**KURZE ÜBUNG A**
Beantworten Sie anhand des Dokumenttexts diese Fragen:
(i) In wie viele Teile zerlegte Peskett die Bausumme?
(ii) Welcher Werft soll die Cunard-Linie einen Maximalpreis zugestanden haben?
(iii) Welchen Rabatt sollen die Erbauer der Cunardlinie nach Fertigstellung des Schiffes gewährt haben?
**KURZE ÜBUNG B**
Tippen Sie den Teil des Dokumenttexts wortgetreu ab, der mit den Worten „Er wies dabei“ beginnt und mit „in Abzug kommen.“ endet.

**DOKUMENTTEXT**

◆ ◆ ◆ ◆ ◆ ◆ ◆

Peskett stellte nun ein Schema auf, nach welchem er die
Bausumme in vier Teile zerlegte: 1. die baren Auslagen der Werft, 2. die
Betriebskosten der Werft, 3. besonders spezifizierte Inventarlieferungen und 4. den
Verdienst der Werft.
Er wies dabei auf den Bau des großen Cunarddampfers
„Franconia“ hin. Bei Festlegung der Bausumme soll der Werft von Swan & Hunter & Wigham
Richardson Ltd. von der Cunard-Linie ein
Maximalpreis zugestanden worden sein, der nicht überschritten werden durfte; wenn
sich bei der Bauausführung Erleichterungen ergeben sollten, so sollte eine
entsprechende Summe in Abzug kommen.
Nach Fertigstellung des Schiffes hätten die Erbauer der Cunardlinie einen Rabatt von 400000 M gewährt für Ersparnis an Material
und Arbeit, die sich die Parteien während des Baues gegenseitig zugestanden
hätten.

◆ ◆ ◆ ◆ ◆ ◆ ◆

**DATENBLOCK**
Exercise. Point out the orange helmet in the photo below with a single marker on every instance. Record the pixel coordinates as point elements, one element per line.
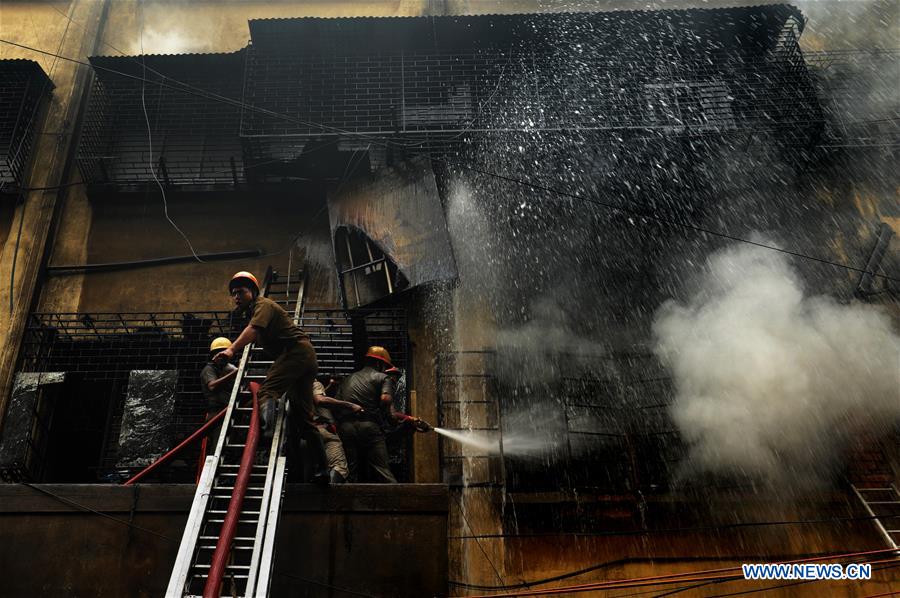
<point>244,279</point>
<point>379,353</point>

◆ ◆ ◆ ◆ ◆ ◆ ◆

**AUSGABE A**
(i) In vier Teile.
(ii) Der Werft von Swan & Hunter & Wigham Richardson Ltd.
(iii) Einen Rabatt von 400000 M.

**AUSGABE B**
Er wies dabei auf den Bau des großen Cunarddampfers
„Franconia“ hin. Bei Festlegung der Bausumme soll der Werft von Swan & Hunter & Wigham
Richardson Ltd. von der Cunard-Linie ein
Maximalpreis zugestanden worden sein, der nicht überschritten werden durfte; wenn
sich bei der Bauausführung Erleichterungen ergeben sollten, so sollte eine
entsprechende Summe in Abzug kommen.